■ Written task 1 ■
Condense the paragraph of the plan excerpt that begins "The form of all communication" into a short bulleted list that keeps its main facts.

## START Text block

7.6 No Representation or Warranty
The Company makes no representation or warranty as to the future market value of Shares issued in accordance with the provisions of the Plan or to the effect of the Income Tax Act (Canada) or any other taxing statute governing the RSUs or the Shares issued or issuable thereunder or the tax consequences to a Participant. Compliance with Applicable Law as to the disclosure and resale obligations of each Participant is the responsibility of such Participant and not the Company.
7.7 Rights as a Shareholder
Nothing contained in the Plan nor in any RSU granted hereunder shall be deemed to give any Participant any interest or title in or to any Shares of the Company or any rights as a shareholder of the Company or any other legal or equitable right against the Company whatsoever other than with respect to Shares issued following the vesting of RSUs.
7.8 Discretion of Board
The awarding of RSUs to any Eligible Person is a matter to be determined solely in the discretion of the Board. The Plan shall not in any way fetter, limit, obligate, restrict or constrain the Board with regard to the allotment or issue of any Shares or any other securities in the capital of the Company or any of its subsidiaries other than as specifically provided for in the Plan.
7.9 Notices
The form of all communication relating to the Plan shall be in writing and delivered by recognized overnight courier, certified mail, fax or electronic mail to the proper address or, optionally, to any individual personally. Except as otherwise provided in any RSU Agreement, all notices to the Company or the Board shall be addressed to: c/o the Company at its registered office, Attn: the Chief Financial Officer. All notices to Participants, former Participants, beneficiaries or other persons acting for or on behalf of such persons that are not delivered personally to an individual shall be addressed to such person by the Company or its designee at the last address for such person maintained in the records of the Board or the Company.

## END Text block
## START Excerpted data

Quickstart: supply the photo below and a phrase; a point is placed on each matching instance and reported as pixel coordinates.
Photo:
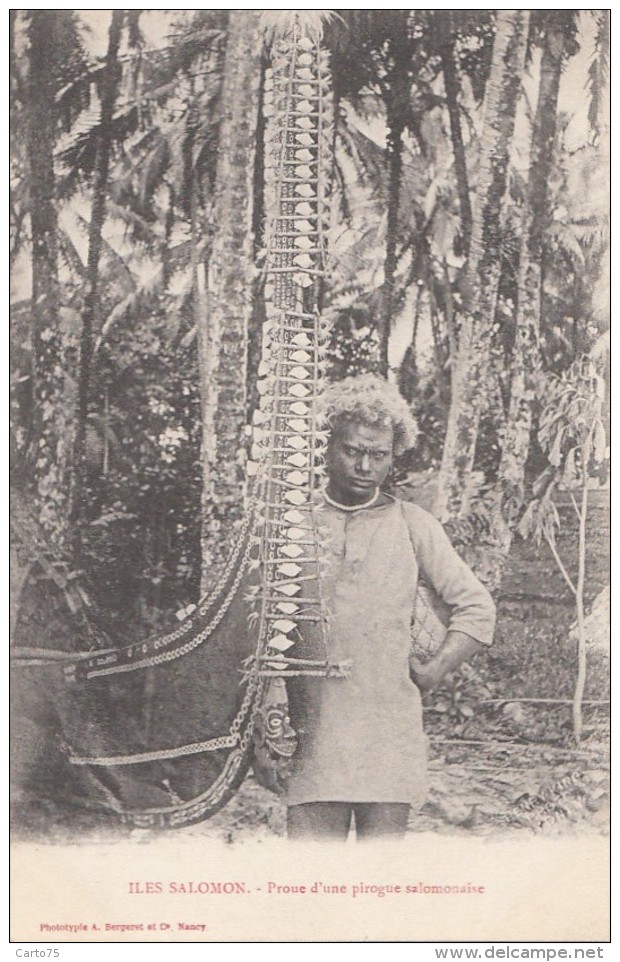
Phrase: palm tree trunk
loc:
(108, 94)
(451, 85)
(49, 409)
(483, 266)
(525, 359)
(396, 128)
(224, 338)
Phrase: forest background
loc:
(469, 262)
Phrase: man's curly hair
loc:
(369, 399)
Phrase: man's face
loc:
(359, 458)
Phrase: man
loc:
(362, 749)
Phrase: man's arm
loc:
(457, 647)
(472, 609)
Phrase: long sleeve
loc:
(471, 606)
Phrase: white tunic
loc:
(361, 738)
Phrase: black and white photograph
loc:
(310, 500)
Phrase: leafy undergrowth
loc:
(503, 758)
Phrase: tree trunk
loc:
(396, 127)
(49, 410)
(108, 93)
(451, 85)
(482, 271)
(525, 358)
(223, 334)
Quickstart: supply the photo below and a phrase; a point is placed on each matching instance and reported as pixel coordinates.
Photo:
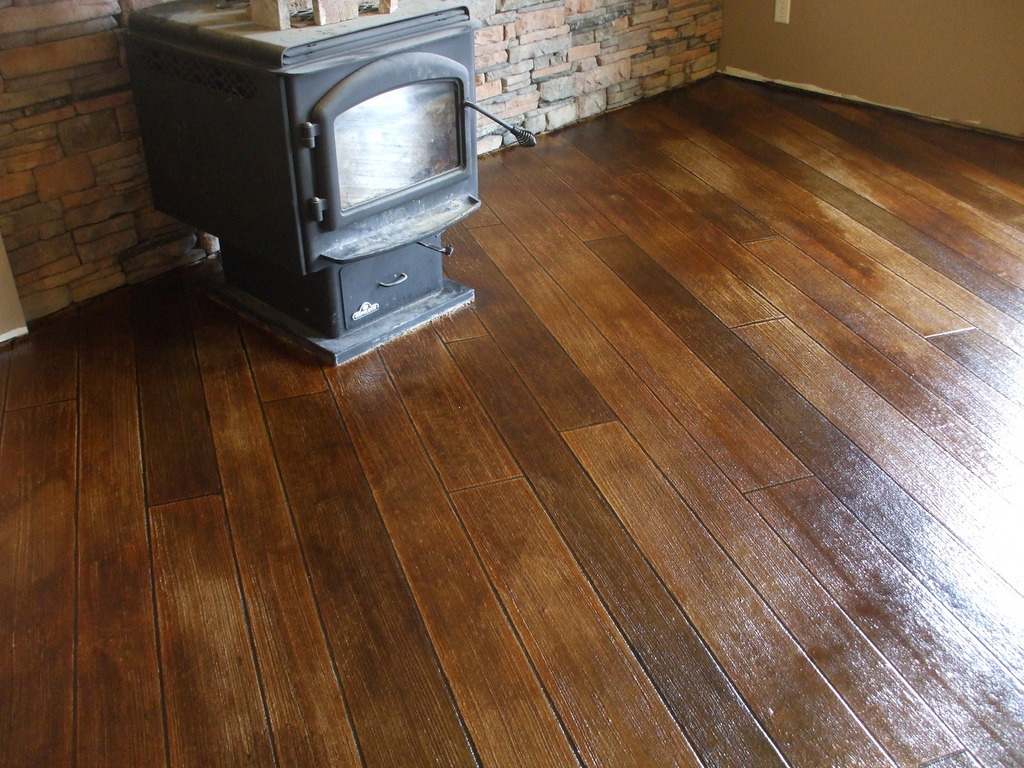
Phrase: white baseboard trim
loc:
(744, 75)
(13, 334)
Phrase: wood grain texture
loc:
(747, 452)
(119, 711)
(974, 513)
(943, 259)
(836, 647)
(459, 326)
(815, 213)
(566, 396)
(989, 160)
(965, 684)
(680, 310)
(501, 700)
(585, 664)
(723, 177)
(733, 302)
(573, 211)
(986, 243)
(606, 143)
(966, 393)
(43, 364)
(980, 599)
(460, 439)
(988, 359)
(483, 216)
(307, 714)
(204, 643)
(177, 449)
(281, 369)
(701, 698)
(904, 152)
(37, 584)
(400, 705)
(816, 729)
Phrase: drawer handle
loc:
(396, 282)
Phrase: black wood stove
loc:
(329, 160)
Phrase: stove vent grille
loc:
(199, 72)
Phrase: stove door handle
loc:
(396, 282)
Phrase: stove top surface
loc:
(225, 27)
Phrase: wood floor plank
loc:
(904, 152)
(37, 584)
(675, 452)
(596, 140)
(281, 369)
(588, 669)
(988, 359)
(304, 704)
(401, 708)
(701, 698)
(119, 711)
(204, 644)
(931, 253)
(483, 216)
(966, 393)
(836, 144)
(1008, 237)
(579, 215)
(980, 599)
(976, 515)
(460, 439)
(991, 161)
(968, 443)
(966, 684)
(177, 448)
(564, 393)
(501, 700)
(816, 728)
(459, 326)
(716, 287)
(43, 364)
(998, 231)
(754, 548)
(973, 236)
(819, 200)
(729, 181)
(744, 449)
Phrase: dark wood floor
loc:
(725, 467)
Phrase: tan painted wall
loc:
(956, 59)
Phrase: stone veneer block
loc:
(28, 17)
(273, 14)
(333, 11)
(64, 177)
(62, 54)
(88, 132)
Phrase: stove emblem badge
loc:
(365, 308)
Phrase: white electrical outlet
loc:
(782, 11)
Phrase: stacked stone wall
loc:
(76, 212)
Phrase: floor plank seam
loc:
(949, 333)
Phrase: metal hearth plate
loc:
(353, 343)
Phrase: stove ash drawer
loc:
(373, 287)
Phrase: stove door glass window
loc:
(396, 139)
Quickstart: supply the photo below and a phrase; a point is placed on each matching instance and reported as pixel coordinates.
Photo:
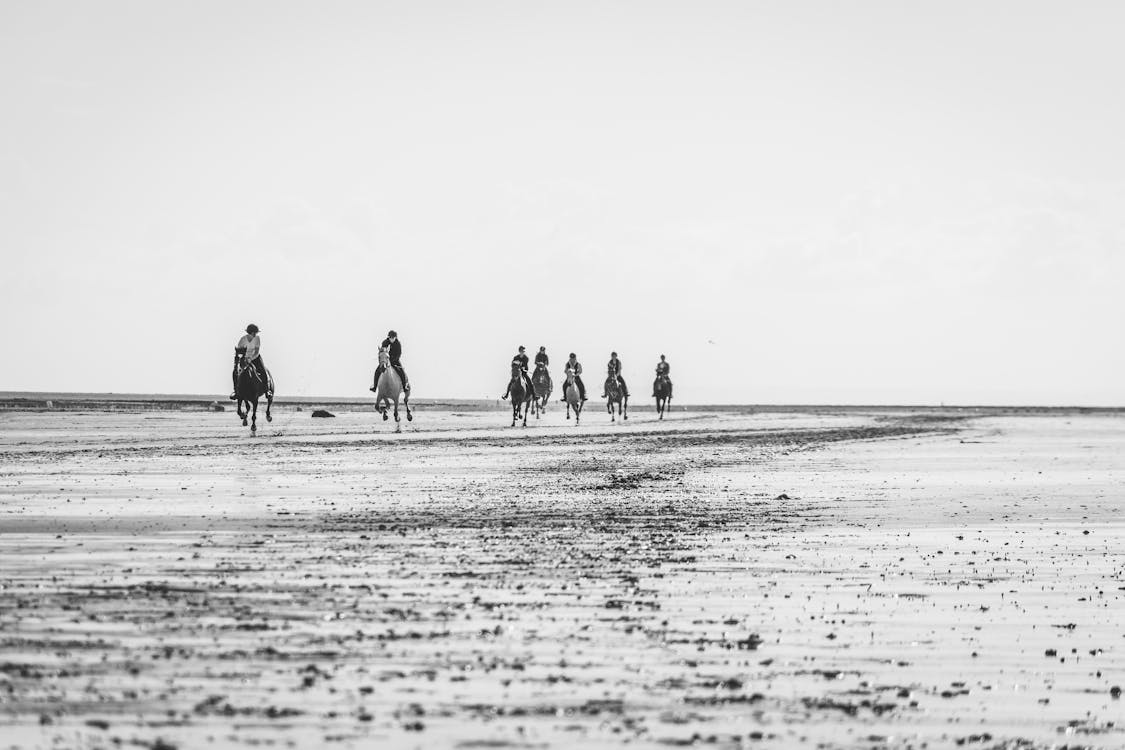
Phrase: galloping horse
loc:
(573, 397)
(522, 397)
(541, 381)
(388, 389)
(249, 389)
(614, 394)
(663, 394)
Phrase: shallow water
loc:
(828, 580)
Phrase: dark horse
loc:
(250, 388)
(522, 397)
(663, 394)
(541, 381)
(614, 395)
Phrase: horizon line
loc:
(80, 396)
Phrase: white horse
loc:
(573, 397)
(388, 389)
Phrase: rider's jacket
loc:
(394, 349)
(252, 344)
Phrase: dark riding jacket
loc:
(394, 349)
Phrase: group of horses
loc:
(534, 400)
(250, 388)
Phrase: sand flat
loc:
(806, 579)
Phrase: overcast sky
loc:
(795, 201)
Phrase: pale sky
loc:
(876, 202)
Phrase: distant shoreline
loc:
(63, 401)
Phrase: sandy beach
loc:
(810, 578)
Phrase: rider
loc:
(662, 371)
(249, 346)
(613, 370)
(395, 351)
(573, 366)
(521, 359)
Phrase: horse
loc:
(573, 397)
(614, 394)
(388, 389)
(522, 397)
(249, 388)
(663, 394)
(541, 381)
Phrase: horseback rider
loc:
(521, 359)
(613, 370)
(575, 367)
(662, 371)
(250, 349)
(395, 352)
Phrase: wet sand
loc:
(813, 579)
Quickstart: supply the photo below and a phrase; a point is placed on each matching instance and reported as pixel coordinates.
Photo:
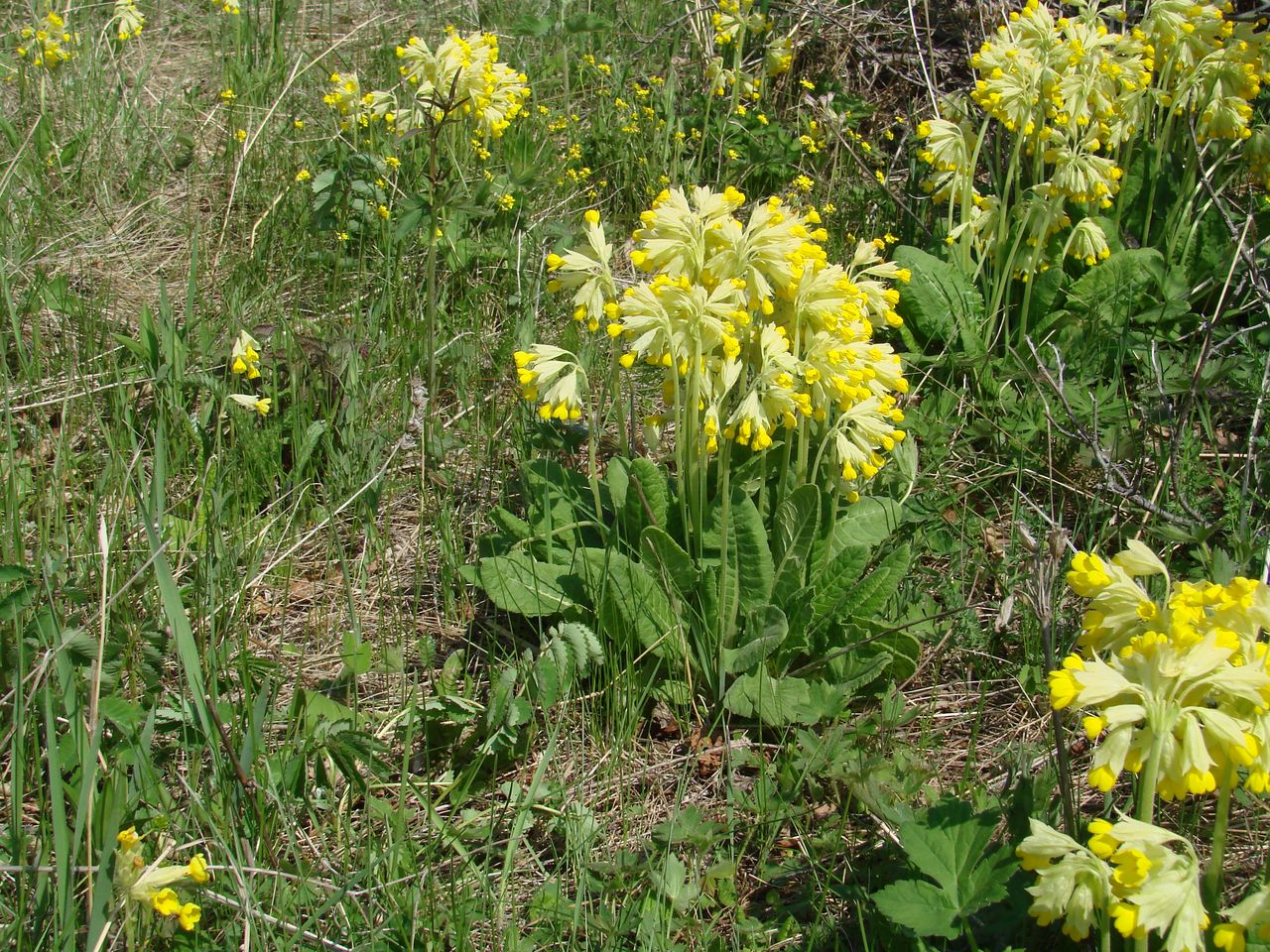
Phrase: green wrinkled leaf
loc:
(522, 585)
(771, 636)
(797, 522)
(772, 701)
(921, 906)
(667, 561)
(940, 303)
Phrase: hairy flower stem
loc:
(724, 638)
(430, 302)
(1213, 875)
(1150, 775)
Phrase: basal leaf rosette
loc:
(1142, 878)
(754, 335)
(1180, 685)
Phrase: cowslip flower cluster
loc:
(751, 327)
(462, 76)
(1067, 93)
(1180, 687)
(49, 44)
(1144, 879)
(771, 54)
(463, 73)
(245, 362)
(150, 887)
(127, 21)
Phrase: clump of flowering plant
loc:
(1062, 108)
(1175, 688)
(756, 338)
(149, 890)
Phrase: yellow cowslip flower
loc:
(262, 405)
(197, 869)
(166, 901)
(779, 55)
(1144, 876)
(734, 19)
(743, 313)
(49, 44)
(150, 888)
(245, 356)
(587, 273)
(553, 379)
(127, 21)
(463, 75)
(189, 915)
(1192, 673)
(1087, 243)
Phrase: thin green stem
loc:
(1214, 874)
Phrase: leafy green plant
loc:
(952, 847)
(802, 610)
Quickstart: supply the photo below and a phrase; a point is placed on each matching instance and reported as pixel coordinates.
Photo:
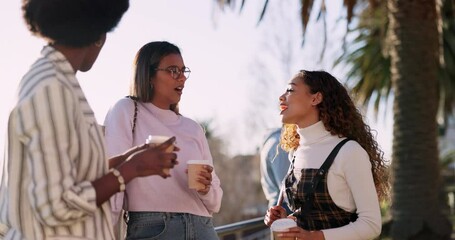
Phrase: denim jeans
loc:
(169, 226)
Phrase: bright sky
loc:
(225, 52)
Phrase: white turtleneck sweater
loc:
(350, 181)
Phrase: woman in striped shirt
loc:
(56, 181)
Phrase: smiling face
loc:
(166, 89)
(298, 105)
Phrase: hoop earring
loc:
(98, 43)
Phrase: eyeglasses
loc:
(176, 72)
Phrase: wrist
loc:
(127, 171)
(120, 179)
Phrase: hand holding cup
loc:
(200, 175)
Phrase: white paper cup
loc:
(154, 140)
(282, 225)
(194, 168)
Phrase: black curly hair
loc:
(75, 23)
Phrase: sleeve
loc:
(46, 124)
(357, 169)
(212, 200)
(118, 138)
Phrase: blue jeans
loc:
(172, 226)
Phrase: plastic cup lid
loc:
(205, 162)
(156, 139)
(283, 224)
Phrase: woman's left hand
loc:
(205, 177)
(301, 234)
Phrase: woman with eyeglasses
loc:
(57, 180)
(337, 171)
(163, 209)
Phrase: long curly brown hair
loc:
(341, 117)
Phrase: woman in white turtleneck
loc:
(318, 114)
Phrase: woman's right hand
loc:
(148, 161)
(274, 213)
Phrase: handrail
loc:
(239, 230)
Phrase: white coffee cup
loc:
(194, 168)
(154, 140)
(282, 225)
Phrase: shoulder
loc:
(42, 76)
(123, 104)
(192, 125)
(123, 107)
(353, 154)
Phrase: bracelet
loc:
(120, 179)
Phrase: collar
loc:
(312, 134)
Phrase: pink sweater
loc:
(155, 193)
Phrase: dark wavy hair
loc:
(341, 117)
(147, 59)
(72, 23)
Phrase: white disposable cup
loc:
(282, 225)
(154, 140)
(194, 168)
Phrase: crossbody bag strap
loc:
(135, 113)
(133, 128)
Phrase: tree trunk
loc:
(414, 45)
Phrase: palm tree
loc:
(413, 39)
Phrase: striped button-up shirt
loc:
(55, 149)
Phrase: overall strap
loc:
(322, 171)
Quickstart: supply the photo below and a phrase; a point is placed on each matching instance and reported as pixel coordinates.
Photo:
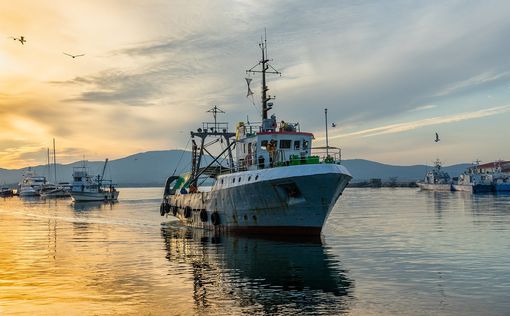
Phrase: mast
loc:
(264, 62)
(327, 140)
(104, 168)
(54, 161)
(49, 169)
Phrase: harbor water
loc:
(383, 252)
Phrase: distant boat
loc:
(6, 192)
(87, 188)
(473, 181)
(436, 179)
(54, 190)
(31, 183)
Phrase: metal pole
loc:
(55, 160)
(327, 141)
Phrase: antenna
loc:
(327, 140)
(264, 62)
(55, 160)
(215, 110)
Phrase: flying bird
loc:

## END Excerpted data

■ Written task 2 ■
Pull out every line of the records that contains the word "eyeglasses".

■ Result 1 ■
- All communication about the Plan must be in writing. It is sent by recognized overnight courier, certified mail, fax or email to the proper address, or it may be handed to an individual in person.
- Unless an RSU Agreement says otherwise, notices to the Company or the Board go to the Company at its registered office, to the attention of the Chief Financial Officer.
- Notices to Participants, former Participants, beneficiaries, or people acting for them that aren't delivered in person are sent by the Company or its designee. They go to the last address for that person in the Board's or the Company's records.

■ Result 2 ■
Phrase: eyeglasses
Phrase: woman with eyeglasses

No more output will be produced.